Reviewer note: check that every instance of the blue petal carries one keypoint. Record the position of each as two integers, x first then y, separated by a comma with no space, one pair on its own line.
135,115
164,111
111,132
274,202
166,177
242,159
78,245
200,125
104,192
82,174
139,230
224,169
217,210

____

### [Task statement]
Copy the whole listing above line for line, changing nothing.

### [Output for this exercise]
Reviewer note: check that every instance of the blue petal carries one keypoint. Record the position of each as two integers, x first then y, separated by a comma with no space, one pair on its own line.
135,115
164,111
111,132
274,202
166,177
242,159
78,245
200,125
104,192
82,174
139,230
224,169
217,210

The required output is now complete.